## PAGE TEXT
Start of Block
Latent and Subclinical Tuberculosis in HIV Infected Patients

A Cross-sectional Study

Meaghan M Kall; Katherine M Coyne; Nigel J Garrett; Aileen E Boyd; Anthony T Ashcroft; Iain Reeves; Jane Anderson; Graham H Bothamley

Disclosures

BMC Infect Dis. 2012;12(7) 

In This Article

Background

In 1998, the World Health Organization recommended detection of latent tuberculosis infection (LTBI) in HIV infected individuals in order to institute preventive treatment.[1] Currently, in resource constrained settings, isoniazid preventive therapy is recommended for those likely to have LTBI, but research is required to evaluate the role of tests to identify tuberculosis (TB) and LTBI.[2] Interferon-gamma release assays (IGRAs) have a higher sensitivity in patients with lower CD4 counts and greater specificity in those from areas with a low incidence of TB than the tuberculin skin test; although in active disease the sensitivity is still about 80%.[3] The T-SPOT®.TB (immunospot) assay may have a higher sensitivity with fewer indeterminate results in immunosuppressed patients than the QuantiFERON-TB Gold.[3] This may be because the immunospot uses a fixed number of peripheral blood mononuclear cells and should therefore be less affected by the CD4 lymphocyte count.
End of Block
## WHAT YOU ARE ASKED TO DO
In the text on tuberculosis in HIV infected patients, what did the World Health Organization recommend in 1998?

## DATA UNDER STUDY
Start of Block
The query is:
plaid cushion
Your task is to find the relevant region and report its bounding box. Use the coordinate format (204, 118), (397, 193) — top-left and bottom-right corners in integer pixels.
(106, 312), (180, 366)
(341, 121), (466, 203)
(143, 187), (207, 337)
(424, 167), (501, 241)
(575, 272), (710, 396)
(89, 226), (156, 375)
End of Block
## ANSWER BELOW
It recommended detecting latent tuberculosis infection in HIV infected individuals in order to institute preventive treatment.